Top of GIVEN DATA

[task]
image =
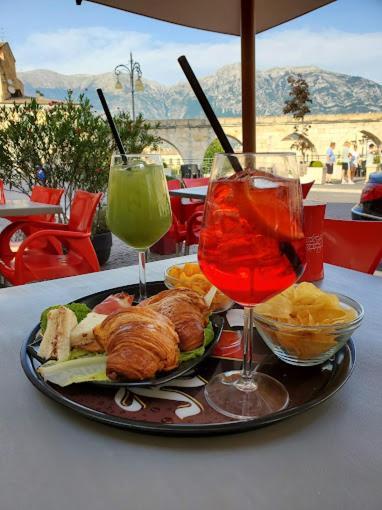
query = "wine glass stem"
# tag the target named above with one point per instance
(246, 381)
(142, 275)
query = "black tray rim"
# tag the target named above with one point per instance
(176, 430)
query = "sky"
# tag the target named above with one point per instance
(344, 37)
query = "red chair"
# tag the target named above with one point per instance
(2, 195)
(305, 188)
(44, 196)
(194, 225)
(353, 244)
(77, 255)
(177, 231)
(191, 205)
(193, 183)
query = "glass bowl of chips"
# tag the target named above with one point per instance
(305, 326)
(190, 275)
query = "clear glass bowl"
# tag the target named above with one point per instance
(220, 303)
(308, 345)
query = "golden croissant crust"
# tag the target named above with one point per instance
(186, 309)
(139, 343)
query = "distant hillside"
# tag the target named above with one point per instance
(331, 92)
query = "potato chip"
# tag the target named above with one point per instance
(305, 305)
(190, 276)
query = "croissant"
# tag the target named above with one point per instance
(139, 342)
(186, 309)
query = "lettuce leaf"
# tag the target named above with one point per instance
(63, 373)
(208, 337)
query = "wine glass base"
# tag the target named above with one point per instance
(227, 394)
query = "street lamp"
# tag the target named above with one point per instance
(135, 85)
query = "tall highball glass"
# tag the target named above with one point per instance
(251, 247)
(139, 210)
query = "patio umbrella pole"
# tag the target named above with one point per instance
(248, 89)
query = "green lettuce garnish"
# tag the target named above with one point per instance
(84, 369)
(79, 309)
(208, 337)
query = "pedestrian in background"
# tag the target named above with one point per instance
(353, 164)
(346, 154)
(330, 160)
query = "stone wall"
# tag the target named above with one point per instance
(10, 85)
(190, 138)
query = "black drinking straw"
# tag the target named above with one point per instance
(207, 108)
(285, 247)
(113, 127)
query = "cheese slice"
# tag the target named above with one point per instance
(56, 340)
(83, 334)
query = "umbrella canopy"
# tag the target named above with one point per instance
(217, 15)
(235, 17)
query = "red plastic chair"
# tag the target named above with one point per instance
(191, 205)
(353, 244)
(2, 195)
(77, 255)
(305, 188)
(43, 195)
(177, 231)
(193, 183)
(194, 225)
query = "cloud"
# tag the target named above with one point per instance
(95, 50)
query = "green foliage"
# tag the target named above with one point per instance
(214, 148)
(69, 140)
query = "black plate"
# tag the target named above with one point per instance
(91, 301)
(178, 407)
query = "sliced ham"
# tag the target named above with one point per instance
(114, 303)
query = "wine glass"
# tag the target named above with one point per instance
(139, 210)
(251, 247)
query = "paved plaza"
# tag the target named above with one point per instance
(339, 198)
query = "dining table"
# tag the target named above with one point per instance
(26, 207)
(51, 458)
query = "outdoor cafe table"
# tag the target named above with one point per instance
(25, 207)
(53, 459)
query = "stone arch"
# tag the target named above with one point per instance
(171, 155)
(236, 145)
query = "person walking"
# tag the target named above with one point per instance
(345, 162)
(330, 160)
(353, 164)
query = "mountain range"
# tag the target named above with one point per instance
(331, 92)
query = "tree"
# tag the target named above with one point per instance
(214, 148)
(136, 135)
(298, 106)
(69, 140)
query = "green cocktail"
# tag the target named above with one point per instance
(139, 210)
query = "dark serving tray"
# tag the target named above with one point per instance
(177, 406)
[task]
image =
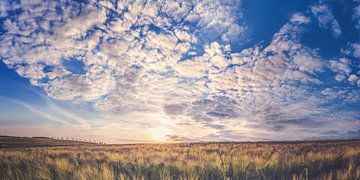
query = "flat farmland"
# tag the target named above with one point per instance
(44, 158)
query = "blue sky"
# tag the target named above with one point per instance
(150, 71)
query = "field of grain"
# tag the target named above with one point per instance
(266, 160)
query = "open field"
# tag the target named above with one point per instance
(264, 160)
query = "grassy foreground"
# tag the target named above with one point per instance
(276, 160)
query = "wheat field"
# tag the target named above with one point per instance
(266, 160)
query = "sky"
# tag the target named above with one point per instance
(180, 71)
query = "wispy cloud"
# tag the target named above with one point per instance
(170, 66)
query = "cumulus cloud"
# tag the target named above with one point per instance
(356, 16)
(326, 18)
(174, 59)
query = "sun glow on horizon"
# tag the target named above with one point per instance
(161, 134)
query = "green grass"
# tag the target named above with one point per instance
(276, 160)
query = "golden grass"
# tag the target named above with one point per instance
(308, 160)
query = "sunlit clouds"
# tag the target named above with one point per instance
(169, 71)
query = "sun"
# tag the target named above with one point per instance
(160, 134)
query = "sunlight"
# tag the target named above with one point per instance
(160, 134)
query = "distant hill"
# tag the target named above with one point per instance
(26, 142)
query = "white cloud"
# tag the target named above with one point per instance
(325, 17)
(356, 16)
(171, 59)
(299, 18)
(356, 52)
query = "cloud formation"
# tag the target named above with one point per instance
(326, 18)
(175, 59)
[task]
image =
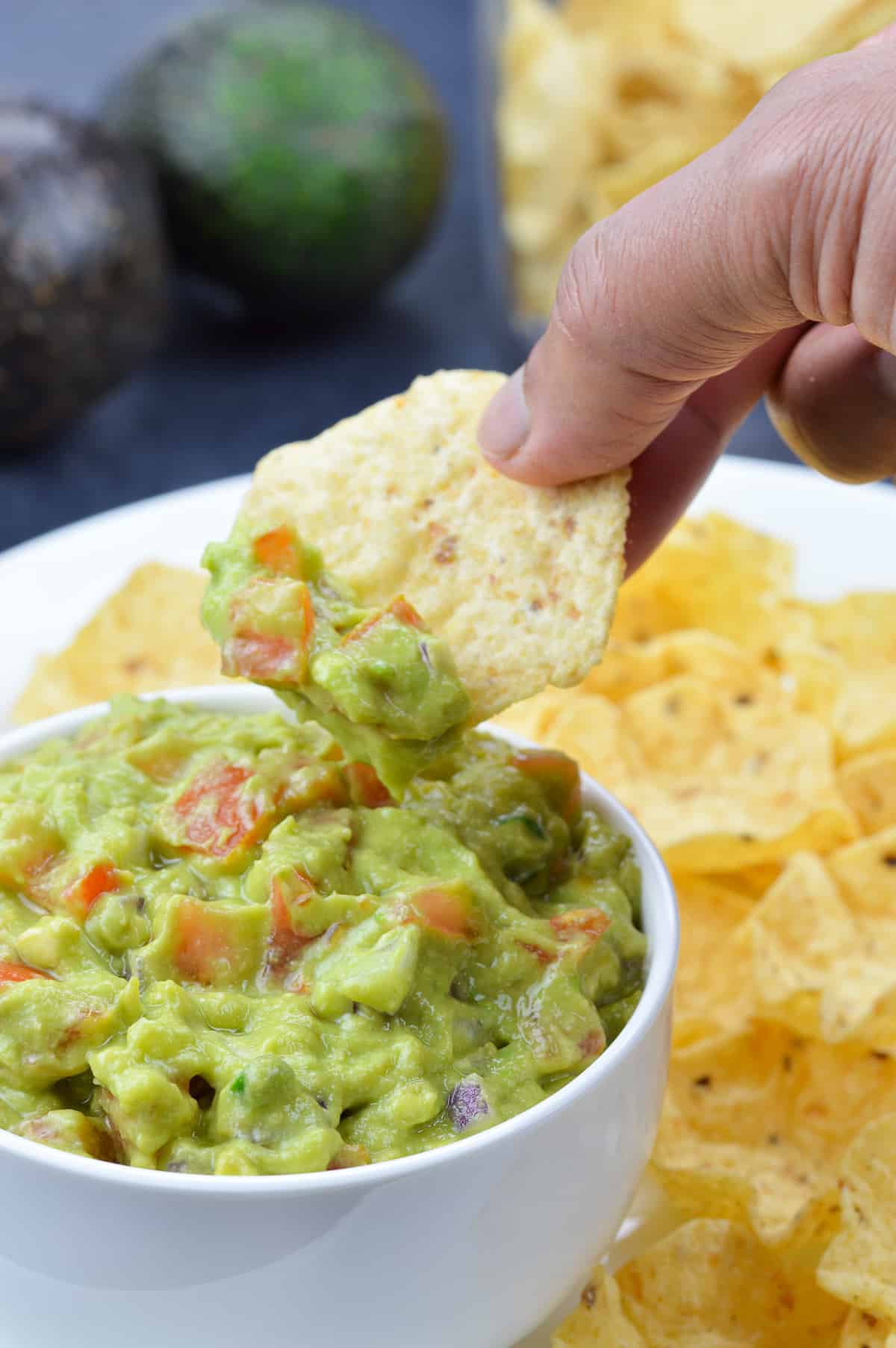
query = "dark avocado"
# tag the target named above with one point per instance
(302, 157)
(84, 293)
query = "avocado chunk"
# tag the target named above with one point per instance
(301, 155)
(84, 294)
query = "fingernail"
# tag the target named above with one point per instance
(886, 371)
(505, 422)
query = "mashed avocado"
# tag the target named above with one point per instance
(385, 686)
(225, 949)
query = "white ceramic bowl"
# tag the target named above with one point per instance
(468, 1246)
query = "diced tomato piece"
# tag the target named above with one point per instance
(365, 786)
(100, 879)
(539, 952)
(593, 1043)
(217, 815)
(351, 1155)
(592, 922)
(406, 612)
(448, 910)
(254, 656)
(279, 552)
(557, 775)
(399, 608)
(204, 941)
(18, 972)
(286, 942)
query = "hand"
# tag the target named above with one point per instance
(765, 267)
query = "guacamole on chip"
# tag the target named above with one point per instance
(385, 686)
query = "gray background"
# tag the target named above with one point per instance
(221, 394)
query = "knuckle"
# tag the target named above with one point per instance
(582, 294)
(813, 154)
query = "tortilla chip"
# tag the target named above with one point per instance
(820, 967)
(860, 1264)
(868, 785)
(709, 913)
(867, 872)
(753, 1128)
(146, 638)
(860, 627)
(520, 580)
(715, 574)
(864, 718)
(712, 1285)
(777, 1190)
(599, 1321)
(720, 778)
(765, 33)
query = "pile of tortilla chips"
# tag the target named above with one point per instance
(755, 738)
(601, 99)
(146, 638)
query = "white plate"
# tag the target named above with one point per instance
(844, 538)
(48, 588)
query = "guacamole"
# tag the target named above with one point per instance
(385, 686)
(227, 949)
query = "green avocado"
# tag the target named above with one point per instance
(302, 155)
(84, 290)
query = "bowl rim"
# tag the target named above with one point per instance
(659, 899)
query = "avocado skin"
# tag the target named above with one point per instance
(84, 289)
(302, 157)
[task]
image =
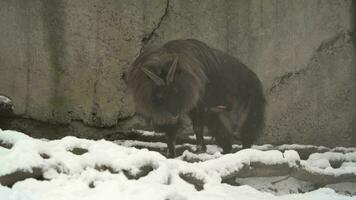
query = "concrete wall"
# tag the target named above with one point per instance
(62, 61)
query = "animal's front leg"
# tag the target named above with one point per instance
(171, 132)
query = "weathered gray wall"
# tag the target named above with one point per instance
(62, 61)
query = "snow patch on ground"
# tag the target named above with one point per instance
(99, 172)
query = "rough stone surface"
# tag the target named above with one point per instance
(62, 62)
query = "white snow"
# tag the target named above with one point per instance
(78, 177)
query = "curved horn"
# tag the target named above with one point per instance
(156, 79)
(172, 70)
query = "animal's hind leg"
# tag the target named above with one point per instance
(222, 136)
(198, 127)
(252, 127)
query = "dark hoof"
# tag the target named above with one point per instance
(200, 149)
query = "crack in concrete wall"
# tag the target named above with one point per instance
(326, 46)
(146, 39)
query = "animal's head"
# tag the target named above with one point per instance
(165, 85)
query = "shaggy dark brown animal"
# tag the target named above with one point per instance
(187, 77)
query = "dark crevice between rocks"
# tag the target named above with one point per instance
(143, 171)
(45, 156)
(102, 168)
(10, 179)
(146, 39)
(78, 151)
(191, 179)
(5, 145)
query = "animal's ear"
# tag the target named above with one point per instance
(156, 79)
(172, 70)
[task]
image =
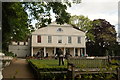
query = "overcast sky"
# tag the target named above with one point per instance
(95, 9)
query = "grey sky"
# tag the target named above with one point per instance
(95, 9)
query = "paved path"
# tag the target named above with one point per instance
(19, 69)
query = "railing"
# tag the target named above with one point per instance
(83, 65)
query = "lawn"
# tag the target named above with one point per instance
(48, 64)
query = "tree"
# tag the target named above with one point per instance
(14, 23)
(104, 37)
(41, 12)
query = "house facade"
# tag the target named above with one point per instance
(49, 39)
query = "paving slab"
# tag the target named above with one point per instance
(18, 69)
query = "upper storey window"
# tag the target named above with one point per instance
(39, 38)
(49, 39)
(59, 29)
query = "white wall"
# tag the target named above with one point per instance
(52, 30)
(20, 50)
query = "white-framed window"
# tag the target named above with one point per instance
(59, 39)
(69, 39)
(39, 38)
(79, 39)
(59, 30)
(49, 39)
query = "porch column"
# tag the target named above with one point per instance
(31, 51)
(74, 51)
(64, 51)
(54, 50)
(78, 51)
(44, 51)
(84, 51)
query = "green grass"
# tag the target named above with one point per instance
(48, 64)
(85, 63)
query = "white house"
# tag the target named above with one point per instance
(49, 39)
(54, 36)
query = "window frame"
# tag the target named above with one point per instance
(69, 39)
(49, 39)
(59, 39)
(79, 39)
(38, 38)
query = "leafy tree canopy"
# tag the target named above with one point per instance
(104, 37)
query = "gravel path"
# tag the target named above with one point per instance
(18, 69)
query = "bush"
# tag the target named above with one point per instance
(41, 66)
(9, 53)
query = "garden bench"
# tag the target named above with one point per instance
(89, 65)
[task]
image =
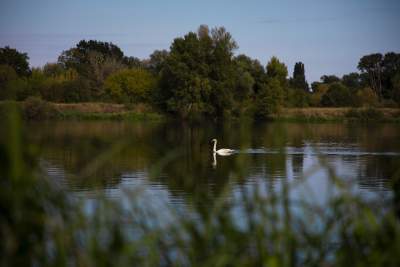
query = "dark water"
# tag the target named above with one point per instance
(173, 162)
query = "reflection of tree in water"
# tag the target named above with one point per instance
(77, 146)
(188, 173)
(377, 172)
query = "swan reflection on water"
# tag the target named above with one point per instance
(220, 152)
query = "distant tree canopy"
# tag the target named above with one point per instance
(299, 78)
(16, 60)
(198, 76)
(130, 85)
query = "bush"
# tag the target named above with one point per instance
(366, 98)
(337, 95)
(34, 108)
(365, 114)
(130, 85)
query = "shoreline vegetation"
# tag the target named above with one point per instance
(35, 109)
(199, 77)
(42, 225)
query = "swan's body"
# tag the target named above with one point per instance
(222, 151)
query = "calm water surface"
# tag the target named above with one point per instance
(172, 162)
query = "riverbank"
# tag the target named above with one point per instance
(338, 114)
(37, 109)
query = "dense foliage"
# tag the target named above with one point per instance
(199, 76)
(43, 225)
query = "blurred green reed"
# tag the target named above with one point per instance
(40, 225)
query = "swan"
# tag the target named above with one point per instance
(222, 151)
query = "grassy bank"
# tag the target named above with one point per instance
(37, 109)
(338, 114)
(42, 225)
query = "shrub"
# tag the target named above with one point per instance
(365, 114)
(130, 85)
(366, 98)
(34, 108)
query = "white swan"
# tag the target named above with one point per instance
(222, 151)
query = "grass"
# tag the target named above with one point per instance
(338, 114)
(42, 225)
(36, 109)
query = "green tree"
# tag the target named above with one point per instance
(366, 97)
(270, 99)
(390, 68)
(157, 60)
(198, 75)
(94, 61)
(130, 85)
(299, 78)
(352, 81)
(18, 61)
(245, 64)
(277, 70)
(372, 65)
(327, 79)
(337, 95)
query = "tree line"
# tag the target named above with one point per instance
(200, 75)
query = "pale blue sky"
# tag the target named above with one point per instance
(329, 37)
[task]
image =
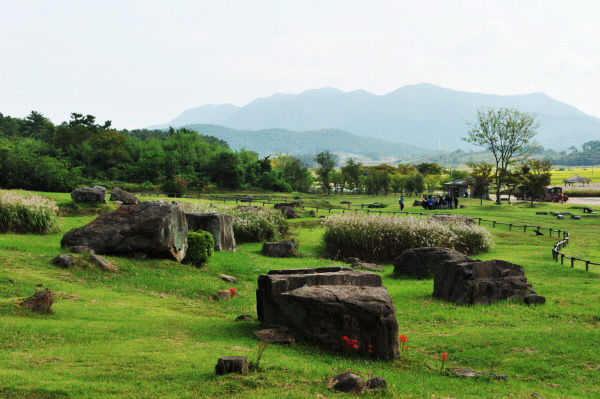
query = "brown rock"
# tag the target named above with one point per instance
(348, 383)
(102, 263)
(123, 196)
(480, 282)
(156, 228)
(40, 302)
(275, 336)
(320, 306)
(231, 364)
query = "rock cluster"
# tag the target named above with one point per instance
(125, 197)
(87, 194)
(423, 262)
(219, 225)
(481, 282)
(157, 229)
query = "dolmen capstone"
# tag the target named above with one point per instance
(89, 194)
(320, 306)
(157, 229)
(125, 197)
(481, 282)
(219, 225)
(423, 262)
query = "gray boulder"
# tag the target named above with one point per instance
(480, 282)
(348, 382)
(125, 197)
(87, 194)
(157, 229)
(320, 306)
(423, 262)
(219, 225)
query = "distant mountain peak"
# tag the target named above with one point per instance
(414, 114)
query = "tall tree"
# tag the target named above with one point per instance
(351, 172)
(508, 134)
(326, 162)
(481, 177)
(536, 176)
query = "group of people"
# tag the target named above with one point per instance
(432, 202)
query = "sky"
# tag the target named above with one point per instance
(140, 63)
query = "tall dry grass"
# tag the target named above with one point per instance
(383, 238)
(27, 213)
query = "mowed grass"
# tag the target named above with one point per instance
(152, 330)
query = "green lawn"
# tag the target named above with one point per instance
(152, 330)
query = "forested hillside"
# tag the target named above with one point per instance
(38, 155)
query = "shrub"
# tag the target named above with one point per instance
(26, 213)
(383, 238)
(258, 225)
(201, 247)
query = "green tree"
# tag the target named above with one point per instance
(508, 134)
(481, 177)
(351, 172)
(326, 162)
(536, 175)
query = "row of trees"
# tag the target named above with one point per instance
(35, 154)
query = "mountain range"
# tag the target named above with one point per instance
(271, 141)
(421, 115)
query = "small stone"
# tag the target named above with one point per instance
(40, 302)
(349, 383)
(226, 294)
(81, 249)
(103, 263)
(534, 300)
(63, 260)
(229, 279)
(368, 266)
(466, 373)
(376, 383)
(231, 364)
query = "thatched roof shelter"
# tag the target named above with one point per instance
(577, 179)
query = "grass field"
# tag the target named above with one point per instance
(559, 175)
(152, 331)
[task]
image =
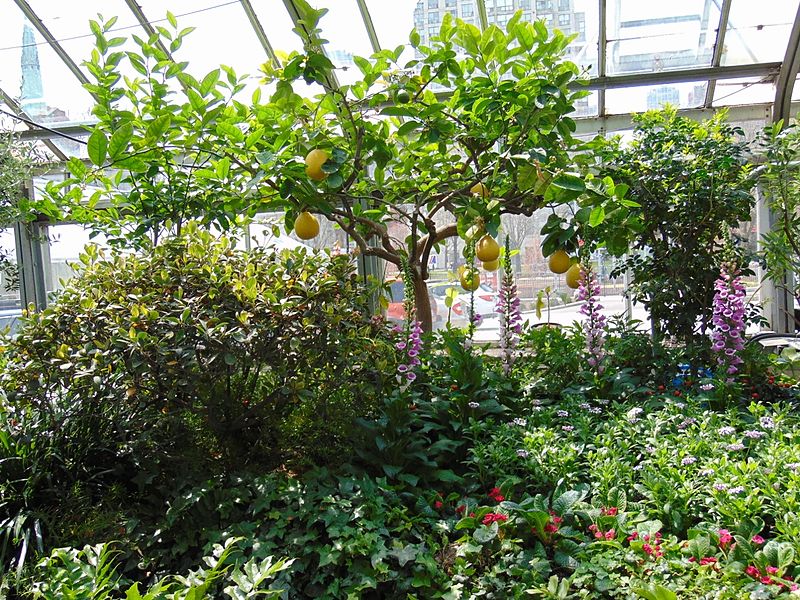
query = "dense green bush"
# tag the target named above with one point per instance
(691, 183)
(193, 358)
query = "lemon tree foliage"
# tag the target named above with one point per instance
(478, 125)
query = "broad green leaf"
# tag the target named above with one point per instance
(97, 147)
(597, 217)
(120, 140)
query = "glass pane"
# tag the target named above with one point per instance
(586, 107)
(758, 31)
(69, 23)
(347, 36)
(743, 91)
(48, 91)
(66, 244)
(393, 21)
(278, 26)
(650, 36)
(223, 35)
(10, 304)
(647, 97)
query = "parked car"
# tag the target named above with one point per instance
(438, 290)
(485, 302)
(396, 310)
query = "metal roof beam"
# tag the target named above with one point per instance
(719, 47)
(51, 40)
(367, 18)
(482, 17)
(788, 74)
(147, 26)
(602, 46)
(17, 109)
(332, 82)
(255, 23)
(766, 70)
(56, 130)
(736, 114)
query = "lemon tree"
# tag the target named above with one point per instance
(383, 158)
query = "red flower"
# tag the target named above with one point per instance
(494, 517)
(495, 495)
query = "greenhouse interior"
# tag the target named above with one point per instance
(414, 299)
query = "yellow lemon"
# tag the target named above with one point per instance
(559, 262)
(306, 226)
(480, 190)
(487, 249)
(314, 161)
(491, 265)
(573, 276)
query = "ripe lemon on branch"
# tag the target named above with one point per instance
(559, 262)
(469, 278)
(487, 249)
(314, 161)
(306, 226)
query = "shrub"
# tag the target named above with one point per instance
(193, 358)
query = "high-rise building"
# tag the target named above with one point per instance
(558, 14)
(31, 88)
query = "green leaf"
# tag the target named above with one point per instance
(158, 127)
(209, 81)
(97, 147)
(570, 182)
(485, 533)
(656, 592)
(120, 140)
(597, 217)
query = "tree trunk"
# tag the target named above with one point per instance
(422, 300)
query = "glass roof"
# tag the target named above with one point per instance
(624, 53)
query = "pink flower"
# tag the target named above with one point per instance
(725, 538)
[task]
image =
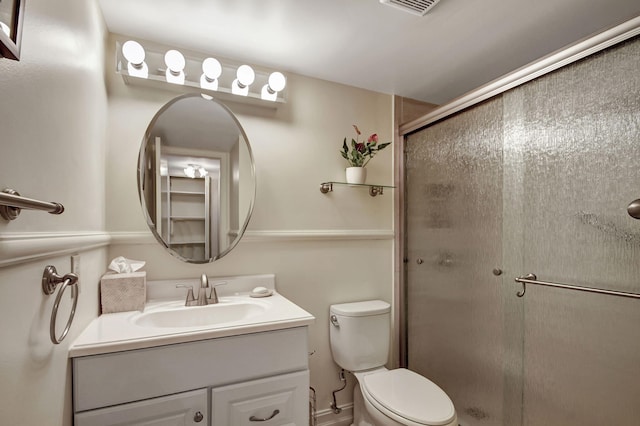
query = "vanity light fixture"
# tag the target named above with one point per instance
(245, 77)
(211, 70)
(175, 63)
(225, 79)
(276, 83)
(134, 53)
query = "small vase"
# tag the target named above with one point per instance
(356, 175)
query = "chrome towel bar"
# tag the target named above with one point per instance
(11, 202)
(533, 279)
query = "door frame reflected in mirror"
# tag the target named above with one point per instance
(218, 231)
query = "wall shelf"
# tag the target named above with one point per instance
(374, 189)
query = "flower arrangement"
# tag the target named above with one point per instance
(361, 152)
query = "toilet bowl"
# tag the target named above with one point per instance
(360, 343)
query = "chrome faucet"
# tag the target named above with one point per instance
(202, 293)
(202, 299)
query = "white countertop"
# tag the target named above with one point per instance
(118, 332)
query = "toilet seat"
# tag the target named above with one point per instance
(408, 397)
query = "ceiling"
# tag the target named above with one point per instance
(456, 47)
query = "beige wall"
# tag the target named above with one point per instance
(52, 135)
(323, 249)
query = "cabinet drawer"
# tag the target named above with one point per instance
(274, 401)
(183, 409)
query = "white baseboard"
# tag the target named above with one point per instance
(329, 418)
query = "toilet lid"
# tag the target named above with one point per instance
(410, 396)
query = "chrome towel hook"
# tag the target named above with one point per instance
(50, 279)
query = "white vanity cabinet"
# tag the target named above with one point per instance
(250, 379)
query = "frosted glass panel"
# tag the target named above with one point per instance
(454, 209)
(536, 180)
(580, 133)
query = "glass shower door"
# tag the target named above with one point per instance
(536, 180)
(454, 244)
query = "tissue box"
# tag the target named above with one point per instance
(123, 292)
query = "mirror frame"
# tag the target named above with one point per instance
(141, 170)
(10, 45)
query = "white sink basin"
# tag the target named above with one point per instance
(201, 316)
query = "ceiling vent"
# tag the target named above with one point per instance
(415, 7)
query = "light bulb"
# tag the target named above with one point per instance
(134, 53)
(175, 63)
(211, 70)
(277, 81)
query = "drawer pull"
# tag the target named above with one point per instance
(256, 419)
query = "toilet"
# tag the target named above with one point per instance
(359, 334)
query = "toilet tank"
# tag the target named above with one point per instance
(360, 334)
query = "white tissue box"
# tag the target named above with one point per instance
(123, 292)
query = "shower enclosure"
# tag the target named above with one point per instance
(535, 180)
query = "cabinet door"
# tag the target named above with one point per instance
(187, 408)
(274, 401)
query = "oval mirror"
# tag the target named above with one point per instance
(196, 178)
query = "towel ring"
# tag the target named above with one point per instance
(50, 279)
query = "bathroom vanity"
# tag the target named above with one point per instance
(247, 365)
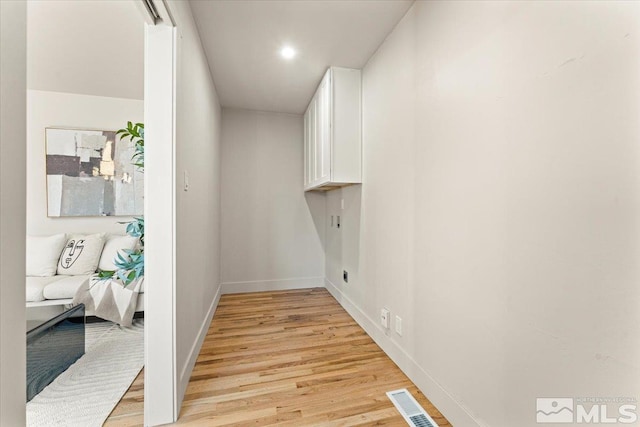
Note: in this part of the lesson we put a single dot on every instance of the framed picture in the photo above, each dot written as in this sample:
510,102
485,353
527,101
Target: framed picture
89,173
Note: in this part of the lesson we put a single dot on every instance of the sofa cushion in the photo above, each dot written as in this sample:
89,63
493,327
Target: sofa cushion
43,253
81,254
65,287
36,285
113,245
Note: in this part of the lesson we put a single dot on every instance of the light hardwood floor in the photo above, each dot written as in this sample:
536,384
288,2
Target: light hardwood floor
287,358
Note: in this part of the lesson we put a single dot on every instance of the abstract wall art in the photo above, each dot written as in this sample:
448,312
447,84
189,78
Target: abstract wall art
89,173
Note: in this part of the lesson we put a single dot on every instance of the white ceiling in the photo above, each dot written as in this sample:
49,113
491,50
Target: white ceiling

Bottom of GIVEN DATA

From the records above, copy each line in which the string "lemon" occurs.

query = "lemon tree foliage"
query = "lemon tree"
query = "yellow lemon"
query = "ripe lemon on branch"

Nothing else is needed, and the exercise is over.